▸ Data records:

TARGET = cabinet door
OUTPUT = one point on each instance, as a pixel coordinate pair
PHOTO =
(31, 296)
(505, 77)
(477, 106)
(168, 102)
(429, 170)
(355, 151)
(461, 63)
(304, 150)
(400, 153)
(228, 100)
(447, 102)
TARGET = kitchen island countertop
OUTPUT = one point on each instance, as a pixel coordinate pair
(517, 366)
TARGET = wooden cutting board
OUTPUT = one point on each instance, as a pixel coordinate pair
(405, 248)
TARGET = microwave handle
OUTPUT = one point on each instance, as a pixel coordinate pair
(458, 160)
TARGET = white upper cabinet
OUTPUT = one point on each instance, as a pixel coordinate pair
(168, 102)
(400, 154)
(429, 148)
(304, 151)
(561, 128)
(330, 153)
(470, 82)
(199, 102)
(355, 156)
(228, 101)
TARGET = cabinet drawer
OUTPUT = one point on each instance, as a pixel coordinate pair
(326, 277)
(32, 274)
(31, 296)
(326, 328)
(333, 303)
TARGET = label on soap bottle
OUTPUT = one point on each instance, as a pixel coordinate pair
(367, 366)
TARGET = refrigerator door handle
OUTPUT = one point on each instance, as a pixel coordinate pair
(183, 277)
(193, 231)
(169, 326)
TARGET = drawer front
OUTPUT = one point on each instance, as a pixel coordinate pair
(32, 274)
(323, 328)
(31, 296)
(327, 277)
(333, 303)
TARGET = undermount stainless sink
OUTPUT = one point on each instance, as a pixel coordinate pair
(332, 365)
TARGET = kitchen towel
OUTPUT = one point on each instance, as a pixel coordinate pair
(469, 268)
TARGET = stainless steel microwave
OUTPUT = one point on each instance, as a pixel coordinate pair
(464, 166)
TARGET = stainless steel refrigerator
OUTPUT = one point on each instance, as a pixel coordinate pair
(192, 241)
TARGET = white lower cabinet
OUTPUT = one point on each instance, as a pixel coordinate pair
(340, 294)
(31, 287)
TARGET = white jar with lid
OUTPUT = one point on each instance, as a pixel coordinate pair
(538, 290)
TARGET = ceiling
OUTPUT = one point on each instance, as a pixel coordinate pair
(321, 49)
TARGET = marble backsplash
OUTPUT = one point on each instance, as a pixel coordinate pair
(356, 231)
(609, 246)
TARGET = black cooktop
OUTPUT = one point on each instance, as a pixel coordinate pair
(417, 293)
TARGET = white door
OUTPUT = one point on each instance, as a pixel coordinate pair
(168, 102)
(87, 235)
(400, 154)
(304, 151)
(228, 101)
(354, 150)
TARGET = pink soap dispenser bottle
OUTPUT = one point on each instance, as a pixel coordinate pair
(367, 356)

▸ Aim of the exercise: Render the material as a Markdown table with columns Row and Line, starting at the line containing "TARGET = label on soap bottle" and ending at the final line of the material, both included. Give each non-blank line its own row, numbered from 1.

▸ Complete response:
| Row | Line |
|---|---|
| 1 | TARGET = label on soap bottle |
| 2 | OUTPUT = one point on each instance, as a pixel coordinate pair |
| 3 | (367, 366) |
| 4 | TARGET = refrigerator door handle |
| 5 | OUTPUT = one point on each instance, as a pixel coordinate pair |
| 6 | (183, 277) |
| 7 | (193, 231) |
| 8 | (169, 326) |
| 9 | TARGET = drawer front |
| 10 | OUTPUT = one point on each instance, as a pixel coordinate pair |
| 11 | (32, 274) |
| 12 | (323, 328) |
| 13 | (31, 296) |
| 14 | (327, 277) |
| 15 | (333, 303) |
| 16 | TARGET = undermount stainless sink |
| 17 | OUTPUT = one point on each instance, as a pixel coordinate pair |
| 18 | (332, 365) |
| 19 | TARGET = kitchen towel |
| 20 | OUTPUT = one point on each instance, as a pixel coordinate pair |
| 21 | (469, 268) |
| 22 | TARGET = stainless steel microwave |
| 23 | OUTPUT = one point on each instance, as a pixel coordinate pair |
| 24 | (464, 166) |
| 25 | TARGET = stainless steel refrigerator |
| 26 | OUTPUT = one point on each instance, as a pixel coordinate pair |
| 27 | (192, 241) |
| 28 | TARGET = white lower cabinet |
| 29 | OUTPUT = one point on each instance, as a pixel coordinate pair |
| 30 | (340, 294) |
| 31 | (31, 287) |
| 32 | TARGET = white jar with lid |
| 33 | OUTPUT = one point on each instance, as a pixel coordinate pair |
| 34 | (538, 290) |
| 35 | TARGET = ceiling |
| 36 | OUTPUT = one point on each instance, as a pixel coordinate pair |
| 37 | (321, 49) |
| 38 | TARGET = marble backsplash |
| 39 | OUTPUT = one point on each instance, as a pixel coordinate pair |
| 40 | (356, 231) |
| 41 | (609, 246) |
| 42 | TARGET = black cooktop |
| 43 | OUTPUT = one point on each instance, as a pixel coordinate pair |
| 44 | (417, 293) |
| 45 | TARGET = white door |
| 46 | OUTPUT = one point on each instance, as a pixel coordinate pair |
| 47 | (168, 102) |
| 48 | (87, 235) |
| 49 | (400, 154) |
| 50 | (304, 151) |
| 51 | (228, 101) |
| 52 | (354, 150) |
| 53 | TARGET = pink soap dispenser bottle |
| 54 | OUTPUT = one point on each instance, as a pixel coordinate pair |
| 55 | (367, 356) |